Issue 29.2 of Marvels & Tales marks Jennifer Orme’s last run as review editor. First working as the assistant review editor in 2007, Jennifer took over the review section in 2013 and oversaw the review section in four issues. She has been an important part of the Marvels & Tales team, and although we will miss her regular participation in the journal, we hope to continue collaborating with her in other ways. Thank you, Jennifer, for all your creative and thoughtful work as review editor!

This issue brings together articles on the medieval, the early modern, and the postmodern, opening with an essay on the contemporary fairy-tale work of Cathrynne Valente to later examine the Victorian subversions of Mary de Morgan and those of the 1690s fairy-tale writer Marie-Catherine d’Aulnoy. Tensions and intersections between East and West are explored in pieces concerning the medieval Japanese Tale of Amewakahiko, Orientalism in the DEFA film The Story of Little Mook, and fear in the works for children by Salman Rushdie. Often the case in fairy tales, small objects, seeds, and fruit can prove to be central, as several essays demonstrate here, underlining the ways in which elements that may appear to be ordinary, small, or insignificant indeed are connected to significant matters such as sexuality, gender, and regional identity. This issue provides new insights into the author of The Count of Monte Cristo and includes a translation of a piece by Paul Arène in which the tales of Charles Perrault feed into a child’s reimagining of the Nativity.

● ● ●

What you will do
Revise the Marvels & Tales introduction between "Issue 29.2 of" and "as review editor!", inclusive, and write that passage out again with "journal" changed to "publication".

● ● ●

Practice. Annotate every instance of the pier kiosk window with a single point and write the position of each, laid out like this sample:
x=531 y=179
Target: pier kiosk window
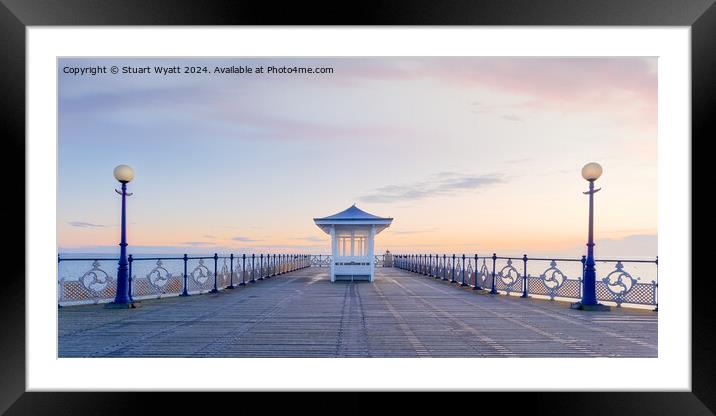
x=352 y=234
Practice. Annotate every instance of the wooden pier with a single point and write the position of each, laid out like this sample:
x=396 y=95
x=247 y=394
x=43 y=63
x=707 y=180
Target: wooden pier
x=303 y=314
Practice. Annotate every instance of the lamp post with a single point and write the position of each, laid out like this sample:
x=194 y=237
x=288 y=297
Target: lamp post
x=590 y=172
x=124 y=174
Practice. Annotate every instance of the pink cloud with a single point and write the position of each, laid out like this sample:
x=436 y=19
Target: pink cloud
x=623 y=88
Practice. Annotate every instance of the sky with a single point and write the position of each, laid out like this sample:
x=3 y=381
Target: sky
x=467 y=154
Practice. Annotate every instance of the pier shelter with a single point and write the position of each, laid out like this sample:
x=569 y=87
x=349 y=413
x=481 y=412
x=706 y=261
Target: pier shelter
x=352 y=234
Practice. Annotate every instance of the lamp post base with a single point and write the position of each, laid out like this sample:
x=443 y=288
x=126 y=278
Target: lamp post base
x=129 y=305
x=597 y=307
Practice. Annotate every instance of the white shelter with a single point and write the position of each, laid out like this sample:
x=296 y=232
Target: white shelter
x=352 y=235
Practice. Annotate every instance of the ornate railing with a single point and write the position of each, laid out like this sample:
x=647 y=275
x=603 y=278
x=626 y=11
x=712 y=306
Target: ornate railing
x=324 y=260
x=93 y=280
x=553 y=278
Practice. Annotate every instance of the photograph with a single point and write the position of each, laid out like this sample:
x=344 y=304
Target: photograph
x=357 y=207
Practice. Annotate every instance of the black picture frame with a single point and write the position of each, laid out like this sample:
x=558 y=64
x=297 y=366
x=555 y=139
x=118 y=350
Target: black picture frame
x=16 y=15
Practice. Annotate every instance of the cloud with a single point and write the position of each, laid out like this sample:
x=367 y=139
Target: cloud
x=245 y=239
x=512 y=117
x=80 y=224
x=409 y=232
x=521 y=160
x=441 y=184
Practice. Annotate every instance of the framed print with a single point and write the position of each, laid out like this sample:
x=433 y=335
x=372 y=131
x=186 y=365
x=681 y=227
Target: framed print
x=397 y=206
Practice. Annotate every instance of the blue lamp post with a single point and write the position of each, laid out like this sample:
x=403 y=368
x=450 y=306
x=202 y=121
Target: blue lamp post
x=124 y=174
x=591 y=172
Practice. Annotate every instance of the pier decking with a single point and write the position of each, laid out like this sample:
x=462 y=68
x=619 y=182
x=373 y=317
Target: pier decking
x=303 y=314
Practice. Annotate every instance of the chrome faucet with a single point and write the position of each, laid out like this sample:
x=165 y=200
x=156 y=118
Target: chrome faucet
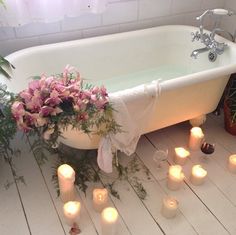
x=196 y=52
x=208 y=40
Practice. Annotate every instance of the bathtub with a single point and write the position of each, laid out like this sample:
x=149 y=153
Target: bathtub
x=189 y=87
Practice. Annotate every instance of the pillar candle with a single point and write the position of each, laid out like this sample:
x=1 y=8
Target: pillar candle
x=109 y=221
x=198 y=175
x=169 y=207
x=100 y=199
x=232 y=163
x=196 y=138
x=71 y=212
x=181 y=156
x=66 y=179
x=175 y=177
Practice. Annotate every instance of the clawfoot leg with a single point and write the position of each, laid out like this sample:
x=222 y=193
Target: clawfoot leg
x=198 y=121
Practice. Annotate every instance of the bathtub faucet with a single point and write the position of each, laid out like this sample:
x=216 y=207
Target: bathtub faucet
x=208 y=39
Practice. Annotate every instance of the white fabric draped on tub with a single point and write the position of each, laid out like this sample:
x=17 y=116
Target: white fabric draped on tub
x=20 y=12
x=131 y=118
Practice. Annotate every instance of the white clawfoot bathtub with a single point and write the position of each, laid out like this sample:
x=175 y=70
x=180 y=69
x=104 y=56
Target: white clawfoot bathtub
x=189 y=87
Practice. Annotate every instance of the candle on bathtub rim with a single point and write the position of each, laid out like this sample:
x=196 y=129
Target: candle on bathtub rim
x=175 y=177
x=66 y=179
x=109 y=221
x=196 y=138
x=198 y=175
x=100 y=199
x=232 y=163
x=71 y=212
x=169 y=207
x=181 y=156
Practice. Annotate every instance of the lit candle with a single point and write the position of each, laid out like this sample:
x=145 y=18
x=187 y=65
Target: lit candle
x=232 y=163
x=66 y=179
x=181 y=156
x=100 y=199
x=198 y=175
x=169 y=207
x=71 y=212
x=175 y=177
x=109 y=221
x=196 y=138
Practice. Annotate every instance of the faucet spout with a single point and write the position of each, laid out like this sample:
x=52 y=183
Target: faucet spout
x=196 y=52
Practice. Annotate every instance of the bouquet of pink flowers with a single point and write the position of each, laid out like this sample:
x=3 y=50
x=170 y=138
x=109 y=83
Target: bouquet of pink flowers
x=53 y=102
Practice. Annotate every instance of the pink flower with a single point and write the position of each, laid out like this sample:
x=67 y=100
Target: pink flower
x=46 y=111
x=54 y=99
x=83 y=116
x=33 y=85
x=18 y=110
x=47 y=134
x=25 y=95
x=103 y=91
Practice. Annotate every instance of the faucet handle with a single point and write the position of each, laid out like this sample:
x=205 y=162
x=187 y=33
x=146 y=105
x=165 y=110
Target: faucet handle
x=195 y=36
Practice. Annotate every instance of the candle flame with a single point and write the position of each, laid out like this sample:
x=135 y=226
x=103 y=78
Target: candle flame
x=110 y=214
x=197 y=131
x=66 y=170
x=232 y=159
x=198 y=171
x=72 y=207
x=176 y=171
x=182 y=152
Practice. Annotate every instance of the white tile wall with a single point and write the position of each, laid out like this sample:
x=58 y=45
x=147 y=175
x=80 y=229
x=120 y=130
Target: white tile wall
x=121 y=15
x=183 y=6
x=229 y=23
x=154 y=8
x=119 y=12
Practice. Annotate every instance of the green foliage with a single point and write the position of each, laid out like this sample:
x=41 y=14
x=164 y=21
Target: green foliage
x=7 y=124
x=86 y=171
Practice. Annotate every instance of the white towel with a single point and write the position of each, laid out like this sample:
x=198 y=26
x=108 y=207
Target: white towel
x=133 y=108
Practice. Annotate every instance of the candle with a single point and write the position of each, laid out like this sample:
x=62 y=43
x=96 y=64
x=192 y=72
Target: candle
x=175 y=177
x=71 y=212
x=196 y=138
x=169 y=207
x=232 y=163
x=181 y=156
x=100 y=199
x=109 y=221
x=66 y=179
x=198 y=175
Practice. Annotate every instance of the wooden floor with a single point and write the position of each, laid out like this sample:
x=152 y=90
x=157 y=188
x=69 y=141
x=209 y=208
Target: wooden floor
x=34 y=208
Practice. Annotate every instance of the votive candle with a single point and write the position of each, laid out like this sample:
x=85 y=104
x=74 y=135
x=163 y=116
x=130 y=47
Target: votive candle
x=198 y=175
x=181 y=155
x=232 y=163
x=66 y=179
x=100 y=199
x=196 y=138
x=71 y=212
x=175 y=177
x=169 y=207
x=109 y=221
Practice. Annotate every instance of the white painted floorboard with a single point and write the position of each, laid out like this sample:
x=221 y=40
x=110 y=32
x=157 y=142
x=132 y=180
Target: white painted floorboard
x=35 y=209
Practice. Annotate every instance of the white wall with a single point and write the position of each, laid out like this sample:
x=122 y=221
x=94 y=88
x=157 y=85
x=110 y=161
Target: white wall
x=121 y=15
x=229 y=23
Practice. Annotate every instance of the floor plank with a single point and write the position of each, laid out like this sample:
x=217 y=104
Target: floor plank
x=35 y=196
x=221 y=206
x=190 y=205
x=12 y=219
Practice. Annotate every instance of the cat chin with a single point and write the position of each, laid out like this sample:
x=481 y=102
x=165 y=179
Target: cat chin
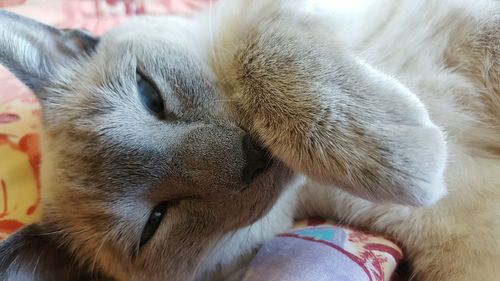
x=232 y=253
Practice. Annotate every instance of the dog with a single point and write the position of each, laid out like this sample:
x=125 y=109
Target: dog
x=174 y=147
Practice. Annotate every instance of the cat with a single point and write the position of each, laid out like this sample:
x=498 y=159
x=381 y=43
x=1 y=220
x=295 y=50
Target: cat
x=173 y=147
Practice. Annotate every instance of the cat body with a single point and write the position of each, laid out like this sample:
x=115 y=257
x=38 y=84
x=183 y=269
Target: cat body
x=383 y=115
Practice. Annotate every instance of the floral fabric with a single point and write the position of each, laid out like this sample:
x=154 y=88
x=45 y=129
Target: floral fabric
x=311 y=251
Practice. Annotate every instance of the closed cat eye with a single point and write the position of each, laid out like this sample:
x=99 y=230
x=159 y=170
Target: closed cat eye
x=150 y=97
x=154 y=221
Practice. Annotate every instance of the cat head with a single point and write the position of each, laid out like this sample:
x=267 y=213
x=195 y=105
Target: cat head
x=142 y=170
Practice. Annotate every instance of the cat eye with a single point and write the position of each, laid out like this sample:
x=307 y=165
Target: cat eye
x=153 y=223
x=154 y=220
x=150 y=96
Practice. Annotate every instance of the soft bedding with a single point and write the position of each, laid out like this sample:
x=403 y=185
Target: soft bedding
x=314 y=250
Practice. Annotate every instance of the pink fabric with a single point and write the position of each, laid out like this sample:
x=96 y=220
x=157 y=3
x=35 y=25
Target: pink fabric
x=309 y=252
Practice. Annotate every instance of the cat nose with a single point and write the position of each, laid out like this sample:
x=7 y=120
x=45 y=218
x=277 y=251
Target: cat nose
x=257 y=159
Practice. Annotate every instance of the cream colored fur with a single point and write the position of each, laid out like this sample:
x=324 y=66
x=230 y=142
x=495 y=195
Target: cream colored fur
x=447 y=54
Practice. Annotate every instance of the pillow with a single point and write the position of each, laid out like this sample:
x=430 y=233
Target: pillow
x=313 y=250
x=317 y=250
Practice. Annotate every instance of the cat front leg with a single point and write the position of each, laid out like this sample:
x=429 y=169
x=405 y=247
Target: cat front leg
x=330 y=116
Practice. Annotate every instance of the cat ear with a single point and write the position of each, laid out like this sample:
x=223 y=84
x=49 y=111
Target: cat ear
x=34 y=51
x=37 y=253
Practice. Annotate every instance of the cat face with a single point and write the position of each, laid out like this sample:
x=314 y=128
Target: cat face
x=143 y=170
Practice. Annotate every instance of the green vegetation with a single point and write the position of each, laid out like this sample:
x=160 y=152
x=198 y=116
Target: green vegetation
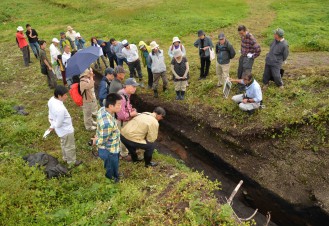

● ● ●

Result for this task
Issue 29.2 of Marvels & Tales marks Jennifer Orme’s last run as review editor. First working as the assistant review editor in 2007, Jennifer took over the review section in 2013 and oversaw the review section in four issues. She has been an important part of the Marvels & Tales team, and although we will miss her regular participation in the publication, we hope to continue collaborating with her in other ways. Thank you, Jennifer, for all your creative and thoughtful work as review editor!